• [Teks Bacaan]
----------
BAGAIMANA memahami masyarakat kontemporer Indonesia kini? Di tengah-tengah perayaan 70 tahun kemerdekaan Indonesia, apa yang sebenarnya terjadi? Mengapa Indonesia tetap terpuruk, ketika presidennya kini punya corak nasionalisme populis? Apa yang bisa kita catat dari 70 tahun Revolusi Agustus 1945?
Pemilu 2014 yang lalu jelas mencerminkan konfigurasi kontemporer dari kelas-kelas di Indonesia dan pengelompokannya. Dalam hal ini, perlu kejelasan lebih dulu tentang arti kelas borjuasi di Indonesia. Dan inilah pokok persoalannya. Saya condong melihat perbandingan Indonesia dengan Tiongkok. Kelas borjuasi di Indonesia, bahkan hingga saat ini, masihlah primitif karena kelas tersebut bukan hasil dari sebuah kegiatan produksi, melainkan dari kegiatan rente. Di Tiongkok hal ini diistilahkan sebagai Kabir (kapitalis birokrat atau borjuis birokrat). PKI juga memakai konsep rezim Kabir dan lautan borjuis kecil. Dan Kabir ini cocok perbandingannya dengan di Indonesia. Kelas lainnya adalah borjuis nasional (Bornas), yang di Indonesia posisinya serba lemah, karena kekuasaan politik sejak Orde Baru selalu didominasi oleh Kabir yang sekaligus bersifat komprador.
----------
(Kutipan data penunjukan)
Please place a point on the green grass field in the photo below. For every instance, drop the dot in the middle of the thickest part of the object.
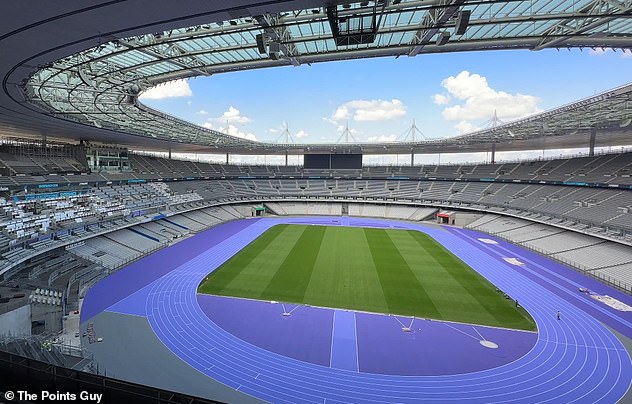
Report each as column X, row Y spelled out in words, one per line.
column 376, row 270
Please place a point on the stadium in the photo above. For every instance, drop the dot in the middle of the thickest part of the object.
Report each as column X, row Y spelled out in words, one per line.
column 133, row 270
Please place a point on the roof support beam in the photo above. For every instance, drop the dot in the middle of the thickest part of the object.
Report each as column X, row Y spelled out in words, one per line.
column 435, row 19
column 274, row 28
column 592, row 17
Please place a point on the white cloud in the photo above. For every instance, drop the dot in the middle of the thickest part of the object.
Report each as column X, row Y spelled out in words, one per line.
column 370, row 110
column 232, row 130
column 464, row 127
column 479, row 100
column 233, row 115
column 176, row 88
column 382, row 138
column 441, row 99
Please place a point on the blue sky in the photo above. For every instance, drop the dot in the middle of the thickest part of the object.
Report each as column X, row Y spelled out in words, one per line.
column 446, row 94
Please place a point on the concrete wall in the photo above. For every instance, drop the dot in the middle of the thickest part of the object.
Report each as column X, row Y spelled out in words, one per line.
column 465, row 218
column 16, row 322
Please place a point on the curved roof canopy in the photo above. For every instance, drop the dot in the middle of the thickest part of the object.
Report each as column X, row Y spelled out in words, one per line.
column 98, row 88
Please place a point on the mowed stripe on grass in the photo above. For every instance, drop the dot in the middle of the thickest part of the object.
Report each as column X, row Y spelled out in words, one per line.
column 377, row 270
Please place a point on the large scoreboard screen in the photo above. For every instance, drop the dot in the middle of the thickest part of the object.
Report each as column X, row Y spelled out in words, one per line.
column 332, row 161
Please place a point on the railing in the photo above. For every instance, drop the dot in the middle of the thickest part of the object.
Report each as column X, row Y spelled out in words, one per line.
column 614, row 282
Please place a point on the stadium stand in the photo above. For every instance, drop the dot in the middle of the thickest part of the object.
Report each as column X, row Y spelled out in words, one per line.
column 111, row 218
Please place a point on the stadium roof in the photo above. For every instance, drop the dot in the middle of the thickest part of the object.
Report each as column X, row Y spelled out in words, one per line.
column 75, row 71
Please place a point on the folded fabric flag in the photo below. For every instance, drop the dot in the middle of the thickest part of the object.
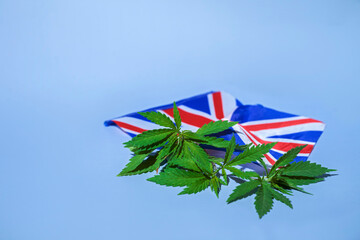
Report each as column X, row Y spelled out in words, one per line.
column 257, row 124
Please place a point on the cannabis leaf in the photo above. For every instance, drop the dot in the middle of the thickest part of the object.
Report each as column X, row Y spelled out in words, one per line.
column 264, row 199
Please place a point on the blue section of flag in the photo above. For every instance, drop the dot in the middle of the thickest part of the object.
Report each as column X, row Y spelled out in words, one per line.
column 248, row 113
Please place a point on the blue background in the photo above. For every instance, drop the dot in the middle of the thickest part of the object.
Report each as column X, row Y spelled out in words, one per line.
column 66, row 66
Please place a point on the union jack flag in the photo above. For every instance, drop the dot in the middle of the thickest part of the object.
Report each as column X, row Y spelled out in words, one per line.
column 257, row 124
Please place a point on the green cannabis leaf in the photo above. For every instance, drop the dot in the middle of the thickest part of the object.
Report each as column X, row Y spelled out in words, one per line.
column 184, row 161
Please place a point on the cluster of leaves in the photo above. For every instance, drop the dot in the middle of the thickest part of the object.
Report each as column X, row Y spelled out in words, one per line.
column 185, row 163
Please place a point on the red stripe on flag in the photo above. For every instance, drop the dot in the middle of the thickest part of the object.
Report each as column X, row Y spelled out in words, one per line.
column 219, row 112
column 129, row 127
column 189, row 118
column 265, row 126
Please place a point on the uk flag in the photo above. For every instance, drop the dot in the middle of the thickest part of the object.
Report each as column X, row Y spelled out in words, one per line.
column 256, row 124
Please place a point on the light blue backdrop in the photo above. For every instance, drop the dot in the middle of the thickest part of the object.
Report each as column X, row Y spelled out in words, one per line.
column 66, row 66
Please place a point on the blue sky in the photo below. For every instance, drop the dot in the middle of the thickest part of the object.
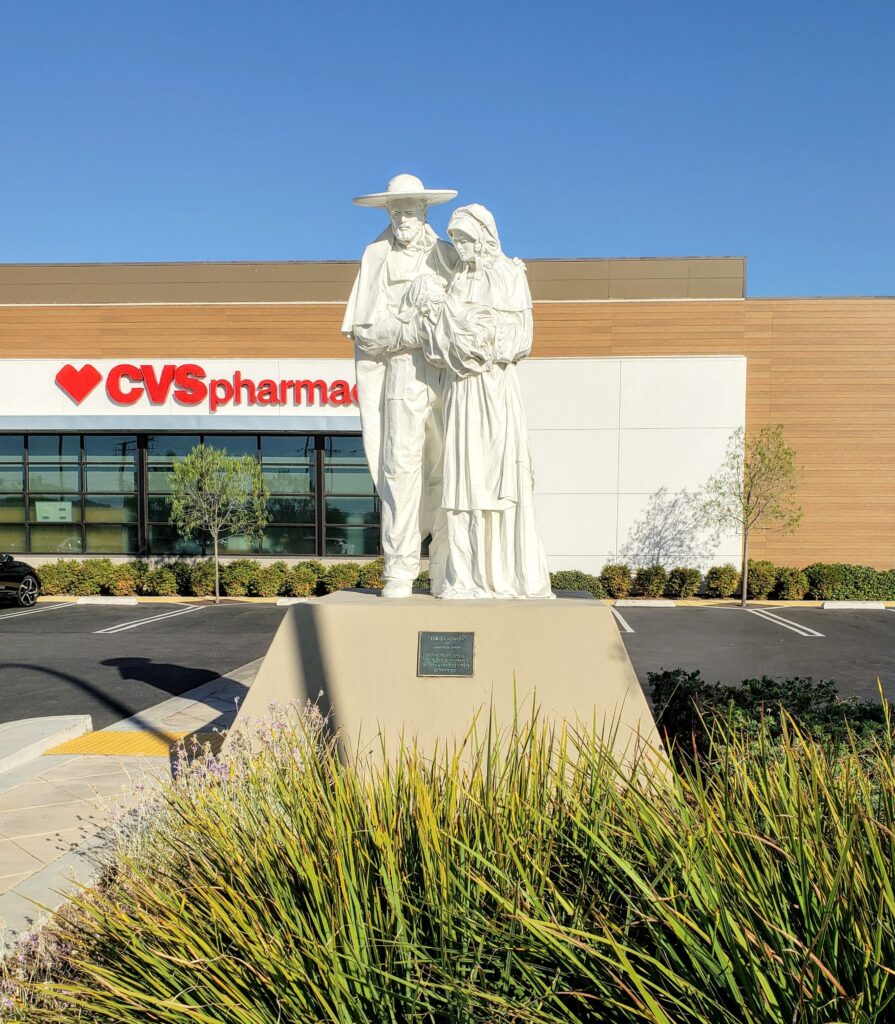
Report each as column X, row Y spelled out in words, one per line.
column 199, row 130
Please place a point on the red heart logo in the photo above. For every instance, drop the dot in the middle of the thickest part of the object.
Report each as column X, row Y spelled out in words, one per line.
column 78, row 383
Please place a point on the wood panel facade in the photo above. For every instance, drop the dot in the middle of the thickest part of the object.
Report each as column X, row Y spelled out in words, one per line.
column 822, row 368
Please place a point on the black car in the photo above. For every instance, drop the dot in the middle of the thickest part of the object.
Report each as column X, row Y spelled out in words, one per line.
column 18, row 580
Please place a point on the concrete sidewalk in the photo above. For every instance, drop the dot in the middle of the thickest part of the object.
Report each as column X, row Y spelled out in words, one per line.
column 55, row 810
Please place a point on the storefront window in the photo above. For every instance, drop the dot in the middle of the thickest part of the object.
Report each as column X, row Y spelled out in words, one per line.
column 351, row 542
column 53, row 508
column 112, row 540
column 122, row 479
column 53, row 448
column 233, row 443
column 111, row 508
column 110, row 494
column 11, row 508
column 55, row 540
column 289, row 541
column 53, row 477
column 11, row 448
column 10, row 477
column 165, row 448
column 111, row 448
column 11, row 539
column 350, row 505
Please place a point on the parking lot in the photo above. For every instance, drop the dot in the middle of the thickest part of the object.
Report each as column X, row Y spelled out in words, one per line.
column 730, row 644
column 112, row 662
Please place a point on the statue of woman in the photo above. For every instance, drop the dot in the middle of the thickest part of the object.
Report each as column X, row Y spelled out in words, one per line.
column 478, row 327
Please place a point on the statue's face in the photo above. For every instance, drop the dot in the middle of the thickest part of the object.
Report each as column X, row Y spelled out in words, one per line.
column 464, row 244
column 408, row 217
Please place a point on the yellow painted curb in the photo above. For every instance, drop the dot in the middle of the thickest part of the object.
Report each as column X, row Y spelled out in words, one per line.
----------
• [Soal Latihan 1] Apakah setiap pernyataan berikut sesuai dengan teks bacaan? Jawab ya atau tidak, lalu kutip persis kata-kata teks yang menentukan jawaban itu. (a) Kelas borjuasi di Indonesia lahir dari kegiatan produksi. (b) PKI juga memakai konsep rezim Kabir. (c) Borjuis nasional di Indonesia memiliki posisi yang kuat.
• [Soal Latihan 2] Cetak semua yang tertulis dalam teks bacaan, mulai dari "BAGAIMANA memahami masyarakat" terus sampai "Revolusi Agustus 1945?", tanpa mengubah satu kata pun.

• [Jawaban Benar 1]
(a) Tidak: "bukan hasil dari sebuah kegiatan produksi, melainkan dari kegiatan rente"
(b) Ya: "PKI juga memakai konsep rezim Kabir dan lautan borjuis kecil"
(c) Tidak: "yang di Indonesia posisinya serba lemah"

• [Jawaban Benar 2]
BAGAIMANA memahami masyarakat kontemporer Indonesia kini? Di tengah-tengah perayaan 70 tahun kemerdekaan Indonesia, apa yang sebenarnya terjadi? Mengapa Indonesia tetap terpuruk, ketika presidennya kini punya corak nasionalisme populis? Apa yang bisa kita catat dari 70 tahun Revolusi Agustus 1945?